EXERCISE PROMPT
The reply should contain each record below, returned exactly as given.

.....

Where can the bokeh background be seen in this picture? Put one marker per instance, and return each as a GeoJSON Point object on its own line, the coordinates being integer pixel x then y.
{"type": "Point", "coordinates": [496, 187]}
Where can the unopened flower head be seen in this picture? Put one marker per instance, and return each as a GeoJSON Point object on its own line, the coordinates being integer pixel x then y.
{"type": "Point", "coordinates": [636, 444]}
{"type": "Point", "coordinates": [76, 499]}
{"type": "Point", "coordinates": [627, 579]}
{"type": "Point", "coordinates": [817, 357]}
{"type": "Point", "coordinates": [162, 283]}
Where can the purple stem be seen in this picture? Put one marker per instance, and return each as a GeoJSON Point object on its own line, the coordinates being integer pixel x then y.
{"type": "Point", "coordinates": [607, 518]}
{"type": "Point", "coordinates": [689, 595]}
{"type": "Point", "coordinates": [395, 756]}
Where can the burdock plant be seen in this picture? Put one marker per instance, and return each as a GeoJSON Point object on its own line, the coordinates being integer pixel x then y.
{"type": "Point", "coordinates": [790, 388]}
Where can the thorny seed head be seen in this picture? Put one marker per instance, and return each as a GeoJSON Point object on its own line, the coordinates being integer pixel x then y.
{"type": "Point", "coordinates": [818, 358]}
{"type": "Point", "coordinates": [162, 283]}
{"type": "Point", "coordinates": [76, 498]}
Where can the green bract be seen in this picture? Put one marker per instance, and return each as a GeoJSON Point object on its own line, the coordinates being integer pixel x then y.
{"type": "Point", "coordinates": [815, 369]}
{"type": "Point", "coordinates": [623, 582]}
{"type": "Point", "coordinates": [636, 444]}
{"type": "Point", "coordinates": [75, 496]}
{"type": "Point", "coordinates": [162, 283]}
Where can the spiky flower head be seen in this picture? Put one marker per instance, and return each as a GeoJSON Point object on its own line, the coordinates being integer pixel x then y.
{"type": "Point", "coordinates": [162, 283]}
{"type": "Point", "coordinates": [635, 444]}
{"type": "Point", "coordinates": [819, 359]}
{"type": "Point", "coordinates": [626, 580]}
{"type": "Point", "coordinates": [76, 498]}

.....

RESULT
Where can the bokeh background be seen in this picture? Put one marker per instance, and return each as a GeoJSON Point object on its own line, the coordinates being integer pixel x then y.
{"type": "Point", "coordinates": [496, 187]}
Where can the unopened flower head be seen in this picture? Put one marker per instance, and return each as a GeoJSON Point object on its own line, the coordinates being integer pixel x then y.
{"type": "Point", "coordinates": [636, 444]}
{"type": "Point", "coordinates": [76, 499]}
{"type": "Point", "coordinates": [627, 579]}
{"type": "Point", "coordinates": [817, 357]}
{"type": "Point", "coordinates": [162, 283]}
Where can the purple stem be seen in this picture? Put one marker per instance, and return each as a GeoJSON Point object on its own line, the coordinates being integer pixel x then y.
{"type": "Point", "coordinates": [607, 518]}
{"type": "Point", "coordinates": [689, 595]}
{"type": "Point", "coordinates": [395, 756]}
Where can the burdock plant be seen in this picture? Put one marker per instance, and return each as a GeoJSON Point object on its own line, the coordinates being integer pixel x then y.
{"type": "Point", "coordinates": [790, 388]}
Where can the thorny seed head be seen in this picture? Put one marker per instance, and return each as a GeoJSON Point object on its own line, the coordinates being integer pixel x then y.
{"type": "Point", "coordinates": [818, 358]}
{"type": "Point", "coordinates": [162, 283]}
{"type": "Point", "coordinates": [76, 498]}
Where can the green bract be seen in this picture? Put one marker per instance, and return each as a GeoJSON Point object on its own line, the coordinates being integer pixel x then y.
{"type": "Point", "coordinates": [815, 369]}
{"type": "Point", "coordinates": [623, 582]}
{"type": "Point", "coordinates": [636, 444]}
{"type": "Point", "coordinates": [75, 496]}
{"type": "Point", "coordinates": [162, 283]}
Where can the spiky flower head be seen in this picture? Put one marker per instance, and return each as a GeoJSON Point object on its own line, the coordinates being integer pixel x then y.
{"type": "Point", "coordinates": [162, 283]}
{"type": "Point", "coordinates": [635, 444]}
{"type": "Point", "coordinates": [819, 359]}
{"type": "Point", "coordinates": [626, 580]}
{"type": "Point", "coordinates": [76, 498]}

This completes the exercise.